**Exercices à réaliser**
a: D'après l'extrait sur l'huile de palme, depuis quelle année PT Indosawit est-il membre de la RSPO ?
b: Recopiez le passage de l'extrait sur l'huile de palme qui va de « La filature des camions depuis » jusqu'à « de palme illégale. ».

**Extrait de page**
--

Afin d’identifier les acheteurs des récoltes provenant de ces parcelles, l’organisation entre 2014 et 2015 a organisé la filature des camions de livraison de la plantation aux moulins, jusqu’aux usines de transformation. L’enquête a finalement montré que 19 moulins à huile de palme brute, parmi lesquels plusieurs opérateurs indépendants et deux appartenant à PT Indi Indosawit Sabur, la filiale asiatique d’Agri, avaient en toute impunité acheté des fruits provenant de la zone protégée. Pis encore : PT Indosawit est membre depuis 2006 de la RSPO (Table ronde pour une huile de palme durable), qui certifie la production d’une huile de palme responsable !

La filature des camions depuis les moulins jusqu’à la raffinerie de PT Sari Dumai Sejati, filiale de Royal Golden, a aussi montré que l’huile de palme brute illégale était mélangée à la production du complexe industriel de Pelingtung (dans la province de Riau). Là encore il s’agit d’installations (appartenant à PT Wilmar Nabati Indonesia et PT Wilmar Bioenergi Indonesia) toutes deux certifiées RSPO, censée vérifier que de l’huile de palme certifiée n’est pas mélangée avec de l’huile illégale ou non durable durant la fabrication ou la livraison.
L’enquête a également révélé que Golden Agri Resources – qui a annoncé en février sa capacité à tracer tous les palmiers à huile depuis sa production indonésienne à la sortie des moulins, envisageant même de dépister en amont, dès la plantation – serait elle aussi susceptible d’acheter de l’huile de palme illégale.

La réponse des compagnies sur le banc des accusés

Coté compagnies, qu’il s’agisse de Wilmar, Asia Agri ou Golden Agri, les réactions semblent similaires face aux critiques : reconnaissance du problème et de manquements évidents dans les procédures, admission même pour Wilmar du fait que la société n’ait pas effectué de suivi des régimes de fruits frais en provenance de ses fournisseurs externes, et promesse d’enquête sur les chaînes d’approvisionnement illégales. Parfois les marques de bonnes volonté semblent même plus flagrantes : sur son site web, Musim Mas annonce ainsi reconnaître « la gravité des points soulevés dans le rapport et la violation potentielle de sa politique de développement durable par les fournisseurs tiers ». La compagnie ajoute en outre que, prenant l’affaire très au sérieux, elle s’engage à rencontrer les responsables des 14 moulins incriminés dans les prochaines semaines. Le rapport d’EoF mentionne ainsi qu’un questionnaire portant sur l’origine de leurs matières premières, aurait même été envoyé à tous ses fournisseurs externes de l’huile de palme brute. Ces mesures seront-elles suivies d’effets ?

--

**Données fournies**
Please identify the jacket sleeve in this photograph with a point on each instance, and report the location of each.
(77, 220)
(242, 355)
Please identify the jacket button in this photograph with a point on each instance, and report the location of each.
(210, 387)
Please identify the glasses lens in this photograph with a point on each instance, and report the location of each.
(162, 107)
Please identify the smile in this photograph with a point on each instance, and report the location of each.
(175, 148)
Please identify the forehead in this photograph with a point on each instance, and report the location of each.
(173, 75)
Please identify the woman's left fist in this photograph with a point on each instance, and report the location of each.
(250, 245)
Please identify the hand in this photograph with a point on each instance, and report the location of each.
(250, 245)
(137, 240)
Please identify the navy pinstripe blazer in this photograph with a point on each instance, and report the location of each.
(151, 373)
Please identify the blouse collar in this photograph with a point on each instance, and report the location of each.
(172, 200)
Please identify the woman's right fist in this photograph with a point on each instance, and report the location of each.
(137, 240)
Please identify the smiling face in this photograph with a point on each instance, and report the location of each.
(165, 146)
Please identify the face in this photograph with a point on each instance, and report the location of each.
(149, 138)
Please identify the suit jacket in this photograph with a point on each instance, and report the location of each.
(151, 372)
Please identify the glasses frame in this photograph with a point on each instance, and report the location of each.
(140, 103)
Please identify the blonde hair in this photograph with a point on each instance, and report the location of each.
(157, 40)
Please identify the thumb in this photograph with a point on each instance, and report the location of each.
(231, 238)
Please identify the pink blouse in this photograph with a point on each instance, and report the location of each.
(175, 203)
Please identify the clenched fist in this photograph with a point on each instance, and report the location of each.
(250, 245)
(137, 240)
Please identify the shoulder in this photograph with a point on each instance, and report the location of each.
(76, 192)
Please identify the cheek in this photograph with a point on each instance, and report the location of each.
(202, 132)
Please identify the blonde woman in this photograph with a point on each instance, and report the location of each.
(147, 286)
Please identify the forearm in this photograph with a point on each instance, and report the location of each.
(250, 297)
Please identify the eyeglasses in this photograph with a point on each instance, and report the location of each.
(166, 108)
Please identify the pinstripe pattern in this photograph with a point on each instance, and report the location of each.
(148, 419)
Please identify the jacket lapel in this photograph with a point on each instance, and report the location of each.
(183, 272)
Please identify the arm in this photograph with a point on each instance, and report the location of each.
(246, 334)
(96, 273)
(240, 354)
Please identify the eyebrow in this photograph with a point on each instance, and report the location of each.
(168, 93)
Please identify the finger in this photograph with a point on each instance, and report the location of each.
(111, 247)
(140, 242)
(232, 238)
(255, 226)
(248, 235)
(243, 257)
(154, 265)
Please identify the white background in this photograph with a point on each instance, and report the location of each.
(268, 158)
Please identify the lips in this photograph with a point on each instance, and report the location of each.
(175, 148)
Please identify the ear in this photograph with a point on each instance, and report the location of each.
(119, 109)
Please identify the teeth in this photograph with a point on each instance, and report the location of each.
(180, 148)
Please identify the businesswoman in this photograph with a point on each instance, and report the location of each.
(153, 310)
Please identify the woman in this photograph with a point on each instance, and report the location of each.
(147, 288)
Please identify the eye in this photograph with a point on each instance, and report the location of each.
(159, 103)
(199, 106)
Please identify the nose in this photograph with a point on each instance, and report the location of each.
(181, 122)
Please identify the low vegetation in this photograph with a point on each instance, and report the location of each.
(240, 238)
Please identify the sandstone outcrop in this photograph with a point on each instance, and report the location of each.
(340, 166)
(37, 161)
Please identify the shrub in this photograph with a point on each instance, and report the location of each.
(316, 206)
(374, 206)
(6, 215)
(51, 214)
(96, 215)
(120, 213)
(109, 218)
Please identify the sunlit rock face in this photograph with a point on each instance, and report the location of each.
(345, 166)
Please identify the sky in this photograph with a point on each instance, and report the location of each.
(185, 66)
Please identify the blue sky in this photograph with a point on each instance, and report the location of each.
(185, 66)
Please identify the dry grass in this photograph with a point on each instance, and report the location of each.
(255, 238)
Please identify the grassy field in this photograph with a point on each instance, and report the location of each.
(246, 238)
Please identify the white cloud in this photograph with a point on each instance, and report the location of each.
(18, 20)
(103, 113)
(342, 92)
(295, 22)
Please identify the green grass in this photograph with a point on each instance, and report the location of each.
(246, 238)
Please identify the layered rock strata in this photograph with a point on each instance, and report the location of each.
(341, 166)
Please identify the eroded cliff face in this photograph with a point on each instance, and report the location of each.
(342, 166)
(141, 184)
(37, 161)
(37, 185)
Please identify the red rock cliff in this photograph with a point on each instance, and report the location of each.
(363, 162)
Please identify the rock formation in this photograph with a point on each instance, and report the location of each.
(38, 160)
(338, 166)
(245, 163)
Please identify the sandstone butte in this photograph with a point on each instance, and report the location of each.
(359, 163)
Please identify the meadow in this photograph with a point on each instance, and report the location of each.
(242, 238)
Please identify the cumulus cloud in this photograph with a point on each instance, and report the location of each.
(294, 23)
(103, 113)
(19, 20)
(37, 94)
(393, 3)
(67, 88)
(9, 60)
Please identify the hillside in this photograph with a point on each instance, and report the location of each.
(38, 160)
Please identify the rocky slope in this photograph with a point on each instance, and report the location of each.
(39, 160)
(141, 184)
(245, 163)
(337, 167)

--

**Corrigé**
a: Depuis 2006.

b:
La filature des camions depuis les moulins jusqu’à la raffinerie de PT Sari Dumai Sejati, filiale de Royal Golden, a aussi montré que l’huile de palme brute illégale était mélangée à la production du complexe industriel de Pelingtung (dans la province de Riau). Là encore il s’agit d’installations (appartenant à PT Wilmar Nabati Indonesia et PT Wilmar Bioenergi Indonesia) toutes deux certifiées RSPO, censée vérifier que de l’huile de palme certifiée n’est pas mélangée avec de l’huile illégale ou non durable durant la fabrication ou la livraison.
L’enquête a également révélé que Golden Agri Resources – qui a annoncé en février sa capacité à tracer tous les palmiers à huile depuis sa production indonésienne à la sortie des moulins, envisageant même de dépister en amont, dès la plantation – serait elle aussi susceptible d’acheter de l’huile de palme illégale.